## Kutipan teks:
Menanggapi hal ini, Ratzinger berpendapat sebaliknya, justru untuk dapat berdialog dengan baik, maka kita perlu mengetahui apa yang kita bicarakan, penting untuk mengetahui substansi iman kita. Sangatlah mengerikan melihat kenyataan adanya ketidaktahuan tentang ajaran agama yang kita yakini.
Hal tersebut pernah disampaikan juga oleh Ratzinger dalam suatu ceramah di Lyon dan Paris, Perancis pada 1983 tentang “krisis katekese“ dan itu menggaung di seluruh dunia.
“Itulah sebabnya Katekismus semakin dibutuhkan dari waktu ke waktu,“ ujar Ratzinger.
Ceramah Ratzinger di Lyon dan Paris tidak diragukan lagi merupakan stimulus kuat yang menyemangati para bapa sinode, untuk meminta Paus Yohanes Paulus II mempertimbangkan sesuatu yang serupa untuk zaman kita.
“Ratzinger tidak hanya membahas soal krisis pewartaan iman, tetapi dengan segera mempresentasikan bagaimana katekese Gereja dapat diperbaharui. Dengan melakukan itu, ia mengacu pada Katekismus Romawi 1566 (yang memainkan peranan penting dalam mengatasi reformasi setelah Konsili Trente 1545-1563) dan perhatiannya untuk menampilkan iman Gereja dalam keindahannya. Sungguh mengherankan bahwa di masa kontroversi teologis, Gereja menawarkan presentasi imannya dengan berusaha menghilangkan polemik dan sepenuhnya percaya pada pancaran presentasi iman yang positif,“ demikian disampaikan Christoph Kardinal Schönborn tentang kepiawaian Ratzinger menghindari polemik dan menampilkan katekese dengan positif.
Setelah edisi pertama terjual jutaan eksemplar di seluruh dunia, terbit pula KGK dalam berbagai bahasa termasuk katekismus nasional yang juga dikeluarkan Konferensi Waligereja di beberapa negara. Ratzinger mengatakan bahwa tidak ada katekismus atau buku katekese yang dapat diterbitkan di Amerika Serikat tanpa memastikan konsistensi dengan KGK 1992.
Di beberapa negara Asia (seperti India) KGK digunakan di perguruan tinggi sebagai buku oengantar resmi iman Katolik. Di negara lain tidak demikian. Bisa jadi KGK yang terjual jauh lebih banyak daripada yang dibaca. Bagaimana pun juga, KGK telah berkontribusi membuat ajaran doktrinal dan pastoral menjadi lebih konkret.

## Tugas singkat a:
Jawab pertanyaan berikut dari kutipan teks:
(i) Di kota mana saja Ratzinger berceramah pada 1983 tentang "krisis katekese"?
(ii) Katekismus apa yang dijadikan acuan oleh Ratzinger?
(iii) Di negara Asia mana KGK dipakai di perguruan tinggi?

## Data yang diberikan:
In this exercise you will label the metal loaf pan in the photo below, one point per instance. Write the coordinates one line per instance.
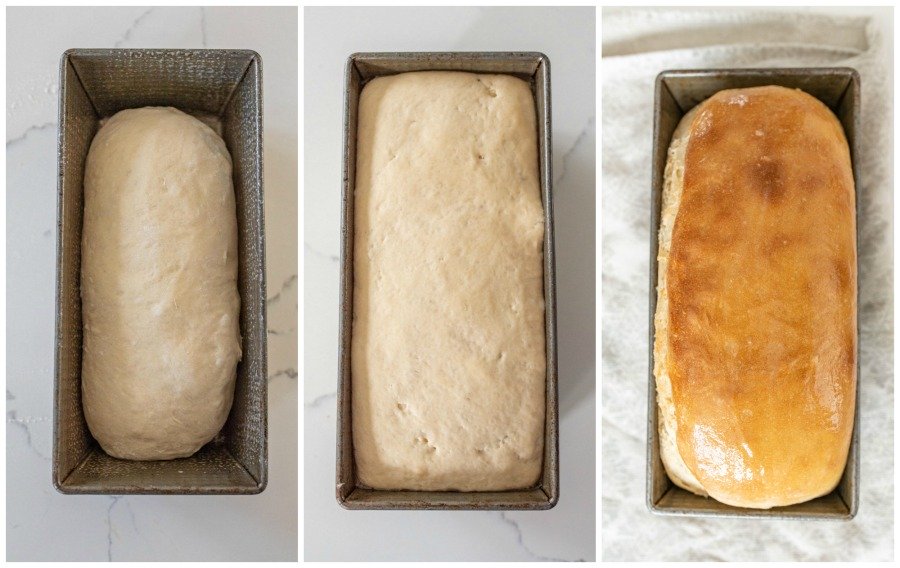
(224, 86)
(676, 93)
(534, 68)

---

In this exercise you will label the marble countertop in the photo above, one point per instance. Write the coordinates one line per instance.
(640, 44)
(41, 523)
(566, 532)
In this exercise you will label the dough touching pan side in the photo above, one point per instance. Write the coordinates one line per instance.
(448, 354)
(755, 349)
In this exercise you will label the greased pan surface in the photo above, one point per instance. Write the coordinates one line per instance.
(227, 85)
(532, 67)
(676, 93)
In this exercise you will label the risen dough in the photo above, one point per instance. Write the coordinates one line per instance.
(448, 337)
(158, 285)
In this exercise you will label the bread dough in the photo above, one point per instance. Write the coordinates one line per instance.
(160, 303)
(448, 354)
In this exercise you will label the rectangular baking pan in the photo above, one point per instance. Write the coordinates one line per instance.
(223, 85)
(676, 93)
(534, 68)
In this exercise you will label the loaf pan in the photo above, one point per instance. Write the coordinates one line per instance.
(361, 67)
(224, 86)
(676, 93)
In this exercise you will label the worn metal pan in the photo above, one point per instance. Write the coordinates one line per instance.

--

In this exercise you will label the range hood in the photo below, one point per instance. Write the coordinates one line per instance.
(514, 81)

## Tugas singkat b:
Ambil baris-baris data, mulai dari baris yang memuat "In this exercise you will label the marble" sampai baris yang memuat "In this exercise you will label the worn". Kedua baris itu ikut disalin, dan semuanya ditulis ulang persis sama.

## Jawaban lengkap a:
(i) Lyon dan Paris, Perancis.
(ii) Katekismus Romawi 1566.
(iii) India.

## Jawaban lengkap b:
In this exercise you will label the marble countertop in the photo above, one point per instance. Write the coordinates one line per instance.
(640, 44)
(41, 523)
(566, 532)
In this exercise you will label the dough touching pan side in the photo above, one point per instance. Write the coordinates one line per instance.
(448, 354)
(755, 349)
In this exercise you will label the greased pan surface in the photo above, one point per instance. Write the coordinates one line per instance.
(227, 85)
(532, 67)
(676, 93)
In this exercise you will label the risen dough in the photo above, one point per instance. Write the coordinates one line per instance.
(448, 337)
(158, 285)
In this exercise you will label the bread dough in the photo above, one point per instance. Write the coordinates one line per instance.
(160, 303)
(448, 354)
In this exercise you will label the rectangular baking pan in the photo above, one point per instance. Write the coordinates one line per instance.
(223, 85)
(676, 93)
(534, 68)
In this exercise you will label the loaf pan in the photo above, one point per instance. Write the coordinates one line per instance.
(361, 67)
(224, 86)
(676, 93)
In this exercise you will label the worn metal pan in the photo above, one point per instance. Write the coordinates one line per instance.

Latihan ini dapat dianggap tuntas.